|June 6, 2011|
Previously published on June 6, 2011
The AHA and AMA also both weighed in on anti-trust concerns.
As discussed in past updates, the Federal Trade Commission (FTC) and the Department of Justice (DOJ) released a joint proposal in conjunction with the release of the proposed ACO rule that focuses on the anti-trust implications of the new ACOs. The agencies proposed to approach the anti-trust issue by dividing ACOs into three groups based on how much business is done in a specific geographic area. The ACOs in the largest category will be subject to a mandatory review process and will need that approval in order to move forward with implementation.
In response, the AHA conducted an analysis that found many of its member hospitals will be subject to the mandatory review process. The association expressed concern with this finding, despite promises from the FTC and DOJ that the process would be conducted quickly. The AHA stated: “This suggests that those seeking to build the most comprehensive ACO models of the future are the ones most likely to be ensnared in an uncertain, unappealable, burdensome and costly antitrust review before their merits as a force to transform health care delivery can be determined by CMS.”

..............................

▶ **What is expected**
Answer these questions from the ACO antitrust update:
1. Which two agencies released the joint proposal on the antitrust implications of ACOs?
2. Into how many groups did the agencies propose dividing ACOs, and on what basis?
3. What did the AHA's analysis find about its member hospitals?

▶ **Dataset content**
..............................

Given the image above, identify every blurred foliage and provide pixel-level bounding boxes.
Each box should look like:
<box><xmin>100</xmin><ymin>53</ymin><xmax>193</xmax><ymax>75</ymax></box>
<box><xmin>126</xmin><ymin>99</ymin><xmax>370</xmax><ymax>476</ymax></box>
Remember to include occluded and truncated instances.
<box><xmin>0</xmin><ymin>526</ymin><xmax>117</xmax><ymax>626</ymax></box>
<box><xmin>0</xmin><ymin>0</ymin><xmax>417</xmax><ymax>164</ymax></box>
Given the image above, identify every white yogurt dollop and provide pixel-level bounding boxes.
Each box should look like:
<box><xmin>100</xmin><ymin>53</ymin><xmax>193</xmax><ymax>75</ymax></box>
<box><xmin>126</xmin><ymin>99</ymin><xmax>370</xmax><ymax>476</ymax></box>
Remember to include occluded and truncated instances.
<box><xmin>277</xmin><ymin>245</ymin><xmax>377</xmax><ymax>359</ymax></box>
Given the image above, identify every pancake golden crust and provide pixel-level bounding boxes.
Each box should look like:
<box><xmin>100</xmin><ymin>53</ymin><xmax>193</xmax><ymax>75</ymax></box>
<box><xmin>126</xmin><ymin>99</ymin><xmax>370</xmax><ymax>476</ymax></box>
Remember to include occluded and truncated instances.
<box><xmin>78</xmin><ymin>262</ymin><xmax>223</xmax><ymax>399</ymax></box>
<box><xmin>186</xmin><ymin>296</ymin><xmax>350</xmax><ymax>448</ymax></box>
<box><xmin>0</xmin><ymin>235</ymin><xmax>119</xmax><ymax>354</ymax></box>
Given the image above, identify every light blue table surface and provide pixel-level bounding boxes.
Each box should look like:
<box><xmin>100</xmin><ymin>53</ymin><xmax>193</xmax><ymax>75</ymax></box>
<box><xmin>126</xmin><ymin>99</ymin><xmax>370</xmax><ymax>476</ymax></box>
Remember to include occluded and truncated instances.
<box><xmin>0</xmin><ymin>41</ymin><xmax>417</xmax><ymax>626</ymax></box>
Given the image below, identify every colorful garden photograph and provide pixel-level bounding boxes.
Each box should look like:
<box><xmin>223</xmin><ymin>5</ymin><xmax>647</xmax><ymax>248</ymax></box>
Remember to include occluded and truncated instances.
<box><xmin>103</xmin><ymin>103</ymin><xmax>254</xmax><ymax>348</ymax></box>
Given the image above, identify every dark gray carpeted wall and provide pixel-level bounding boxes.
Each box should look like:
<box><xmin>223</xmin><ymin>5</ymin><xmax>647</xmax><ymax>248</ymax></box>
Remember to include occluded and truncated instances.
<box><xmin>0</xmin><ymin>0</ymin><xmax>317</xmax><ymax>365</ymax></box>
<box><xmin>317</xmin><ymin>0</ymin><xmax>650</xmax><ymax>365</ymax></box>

..............................

▶ **Result for this exercise**
1. The Federal Trade Commission (FTC) and the Department of Justice (DOJ).
2. Three groups, based on how much business is done in a specific geographic area.
3. Many of its member hospitals will be subject to the mandatory review process.